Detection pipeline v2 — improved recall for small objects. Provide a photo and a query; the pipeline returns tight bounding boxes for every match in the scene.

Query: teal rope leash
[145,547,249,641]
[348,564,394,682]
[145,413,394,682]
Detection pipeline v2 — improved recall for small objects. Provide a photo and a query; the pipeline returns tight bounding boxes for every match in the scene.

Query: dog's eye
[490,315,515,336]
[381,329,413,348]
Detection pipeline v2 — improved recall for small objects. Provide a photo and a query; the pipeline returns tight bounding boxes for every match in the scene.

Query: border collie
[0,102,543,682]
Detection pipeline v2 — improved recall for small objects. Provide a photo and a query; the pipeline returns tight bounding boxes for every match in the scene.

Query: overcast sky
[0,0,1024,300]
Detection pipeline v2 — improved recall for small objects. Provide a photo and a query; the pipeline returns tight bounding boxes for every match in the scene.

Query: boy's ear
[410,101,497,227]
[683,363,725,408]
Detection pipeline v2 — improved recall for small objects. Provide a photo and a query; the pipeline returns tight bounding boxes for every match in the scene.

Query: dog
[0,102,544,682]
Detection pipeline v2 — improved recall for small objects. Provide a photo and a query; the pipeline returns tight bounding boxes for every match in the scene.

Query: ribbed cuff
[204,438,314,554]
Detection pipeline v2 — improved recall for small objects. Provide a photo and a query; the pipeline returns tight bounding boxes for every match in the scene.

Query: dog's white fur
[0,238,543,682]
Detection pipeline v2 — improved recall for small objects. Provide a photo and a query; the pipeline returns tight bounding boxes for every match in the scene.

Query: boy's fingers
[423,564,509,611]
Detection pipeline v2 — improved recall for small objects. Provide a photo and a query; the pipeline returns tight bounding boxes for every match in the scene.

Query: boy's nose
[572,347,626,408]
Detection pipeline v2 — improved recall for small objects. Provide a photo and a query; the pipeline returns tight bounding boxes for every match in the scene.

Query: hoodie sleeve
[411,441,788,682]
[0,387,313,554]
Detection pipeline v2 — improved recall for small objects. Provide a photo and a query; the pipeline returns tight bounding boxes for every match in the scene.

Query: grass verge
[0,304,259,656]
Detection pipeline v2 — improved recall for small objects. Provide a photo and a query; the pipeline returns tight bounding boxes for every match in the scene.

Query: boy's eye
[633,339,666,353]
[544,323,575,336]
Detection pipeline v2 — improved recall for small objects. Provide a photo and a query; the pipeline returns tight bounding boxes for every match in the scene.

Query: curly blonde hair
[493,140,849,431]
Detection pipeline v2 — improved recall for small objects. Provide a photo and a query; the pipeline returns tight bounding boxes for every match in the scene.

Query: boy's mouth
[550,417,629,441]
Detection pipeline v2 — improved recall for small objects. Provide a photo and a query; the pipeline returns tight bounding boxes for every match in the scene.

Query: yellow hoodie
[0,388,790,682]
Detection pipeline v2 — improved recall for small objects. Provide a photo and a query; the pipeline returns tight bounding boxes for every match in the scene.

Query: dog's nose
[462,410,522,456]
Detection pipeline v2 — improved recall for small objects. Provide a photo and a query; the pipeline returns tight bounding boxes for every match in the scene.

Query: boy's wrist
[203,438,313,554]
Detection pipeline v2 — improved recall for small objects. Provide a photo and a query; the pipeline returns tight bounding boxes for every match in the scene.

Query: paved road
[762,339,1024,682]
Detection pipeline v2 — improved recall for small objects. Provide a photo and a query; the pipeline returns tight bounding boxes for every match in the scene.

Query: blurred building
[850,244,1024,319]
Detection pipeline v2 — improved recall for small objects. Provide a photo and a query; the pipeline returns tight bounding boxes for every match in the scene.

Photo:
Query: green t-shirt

================

### Stated task
Copy all of the entries above verbatim, keeping every line in its original order.

### Problem solution
Detection pipeline v2 — improved recall for small objects. Provide a photo and a query; the pipeline returns tight bounding boxes for every match in the scene.

Query: teal rope leash
[145,547,249,641]
[348,564,394,682]
[145,413,394,682]
Detection pipeline v2 — improved recall for small objects. Provide a photo and a query; the pipeline returns tight bounding boxes for every match in the scene.

Query: dog's eye
[490,315,515,336]
[381,329,413,348]
Detection pipeline v2 — improved recall for small objects. Provide a photo and a query; the pipeline returns tight bounding boxes for every match in the scene.

Query: border collie
[0,102,543,682]
Detection pipeline v2 — improved recall for small objects. Provide a photo and a query; the pipeline returns tight bounding boxes for every match in the scene.

Query: overcast sky
[0,0,1024,300]
Detection pipeline v2 — improved recall for small objects. Provide a photo and a query; the pipeline returns tight bounding boxes for every match in the scene.

Query: boy's ear
[410,101,497,227]
[683,363,725,408]
Detection pipeline v2 — improved recall for small objects. Provide a photo and a query; the pipeline returns tight bounding boxes for every match in the scene.

Query: dog
[0,102,544,682]
Detection pipeline v2 — improved recall for small objects. Provide a photo and a query; the pipeline returns tight bounding boxes for every match in the scene.

Query: ribbed cuff
[204,438,314,554]
Detection pipeline v2 — improved recall for small objects. Provide a photo and a query; the pipeline returns tight bounding boxes for every match in the scene.

Query: dog's white fur
[0,238,543,682]
Detection pipeline v2 — improved recall for small objects. Provide a photo and a query; the pipeline returns tight bounding boxes for every match in the scene.

Query: boy's fingers
[423,564,509,611]
Detection pipeline v2 — improved recall for small objects. Provide a photo and a query; the pipeline returns tight bounding boxes for every match in the scene.

Query: boy's nose
[572,347,626,408]
Detection pipeline v2 — improved recall for small objects. Provide a photo and a query; the pipeline returns tight bounding boxes for every match in the scene.

Query: hoodie sleeve
[411,441,788,682]
[0,387,313,554]
Detection pipeline v2 — improved recall for small objects. Provide a photo and a query; the pipeline returns tight bounding boxes for every match in the scene.

Query: grass verge
[0,304,259,656]
Detection pipeline v2 — improved recall for small objects. Provide a photo and a query; the pipeline returns tight bounding boxes for every match in the scene.

Query: boy's eye
[633,339,666,353]
[544,323,575,336]
Detection pipeline v2 — improved recall for small objects. Provide a photo and a query; the pipeline returns tight bounding boxes for every match in the scene.

Query: curly blonde hair
[493,140,849,431]
Detection pipeline v2 — improved recall for small objects. Provide a photo and a query; the pipeline returns tight bounding boxes for every match in the scene.

Query: boy's mouth
[550,417,629,441]
Detection pipeline v2 — improved recall for small objects. Provide a photo and a query; the pipeline returns tight bounding boxes for every match in the scene.

Query: yellow hoodie
[0,388,790,682]
Detection pipeline v2 — improved recall for small objects. Provide a photo and a query; the pipeline returns tight bounding boxes for every match in the scene.

Query: dog's nose
[462,410,522,456]
Detection pipeline v2 — improved recall for small objects. Provide a photo and a query; the pipeline returns tight bounding boxes for every match in the scene.

Query: boy's wrist
[203,438,313,554]
Detection pipeline v2 — improved recall for small objects. Provide a photo and a query; the pipeline returns tight bounding boxes for every match in the scene.

Query: paved road
[762,339,1024,682]
Detection pipeline v2 — improved recall for small objects. Provide a photo and a query; the pipeline returns tight bounding boxes for every match in the scene.

Query: blurred building
[850,244,1024,319]
Detection pipeline v2 — improved recall for small objects. Provide a photo and a query; the pipeline returns tight bounding boxes for every match in the scene.

Photo:
Query: green t-shirt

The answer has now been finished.